▶ [ACTIVITY] Please state how many lines in the records below contain the word "framed"; the number alone is the answer.

▶ [EXERCISE INPUTS]

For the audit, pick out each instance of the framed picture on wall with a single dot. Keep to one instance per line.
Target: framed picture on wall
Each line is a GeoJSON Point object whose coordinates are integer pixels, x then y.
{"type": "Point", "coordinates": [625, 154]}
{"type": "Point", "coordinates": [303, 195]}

--

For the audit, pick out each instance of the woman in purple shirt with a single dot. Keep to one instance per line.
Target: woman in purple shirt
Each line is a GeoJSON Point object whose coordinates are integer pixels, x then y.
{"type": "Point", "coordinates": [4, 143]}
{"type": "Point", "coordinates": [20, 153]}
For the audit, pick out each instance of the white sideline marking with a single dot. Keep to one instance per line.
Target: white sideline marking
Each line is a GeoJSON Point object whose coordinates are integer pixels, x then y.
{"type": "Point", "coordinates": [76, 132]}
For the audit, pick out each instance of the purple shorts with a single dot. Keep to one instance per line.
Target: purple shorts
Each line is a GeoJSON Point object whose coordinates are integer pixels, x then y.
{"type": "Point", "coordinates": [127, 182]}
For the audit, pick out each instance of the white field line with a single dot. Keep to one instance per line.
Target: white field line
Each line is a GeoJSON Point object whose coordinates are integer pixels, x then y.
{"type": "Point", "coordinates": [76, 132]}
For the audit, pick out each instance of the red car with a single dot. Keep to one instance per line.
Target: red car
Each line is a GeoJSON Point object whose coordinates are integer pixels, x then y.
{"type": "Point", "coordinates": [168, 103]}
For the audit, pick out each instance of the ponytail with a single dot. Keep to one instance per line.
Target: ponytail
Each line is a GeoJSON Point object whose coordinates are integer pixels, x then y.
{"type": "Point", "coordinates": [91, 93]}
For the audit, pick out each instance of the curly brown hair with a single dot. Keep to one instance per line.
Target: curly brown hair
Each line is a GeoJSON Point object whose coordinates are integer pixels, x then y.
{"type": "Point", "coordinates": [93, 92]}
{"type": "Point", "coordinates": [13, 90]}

* * *

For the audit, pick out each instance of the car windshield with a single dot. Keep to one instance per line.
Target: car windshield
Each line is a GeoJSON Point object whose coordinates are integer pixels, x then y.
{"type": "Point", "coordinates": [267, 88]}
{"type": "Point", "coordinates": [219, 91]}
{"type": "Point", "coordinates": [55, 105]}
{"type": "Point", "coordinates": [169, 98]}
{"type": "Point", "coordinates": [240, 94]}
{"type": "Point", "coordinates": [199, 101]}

▶ [YOUR SOLUTION] 2